[Annotated coordinate data]
= = =
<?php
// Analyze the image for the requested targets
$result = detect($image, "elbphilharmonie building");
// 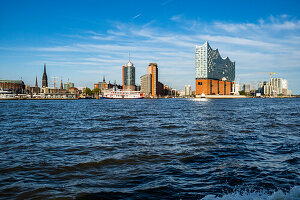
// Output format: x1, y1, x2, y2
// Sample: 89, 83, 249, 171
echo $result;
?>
195, 42, 235, 95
= = =
## [What to produce]
Please reproduce all of the data above, requests included, shifting every coordinate in the answers up by 11. Leave the pictures out.

## [Worked solution]
<?php
// Analyze the image for the requested targets
$result = detect($image, "elbphilharmonie building");
// 
// Output format: x1, y1, x2, y2
// Sample: 89, 83, 249, 171
echo $result;
?>
206, 53, 246, 106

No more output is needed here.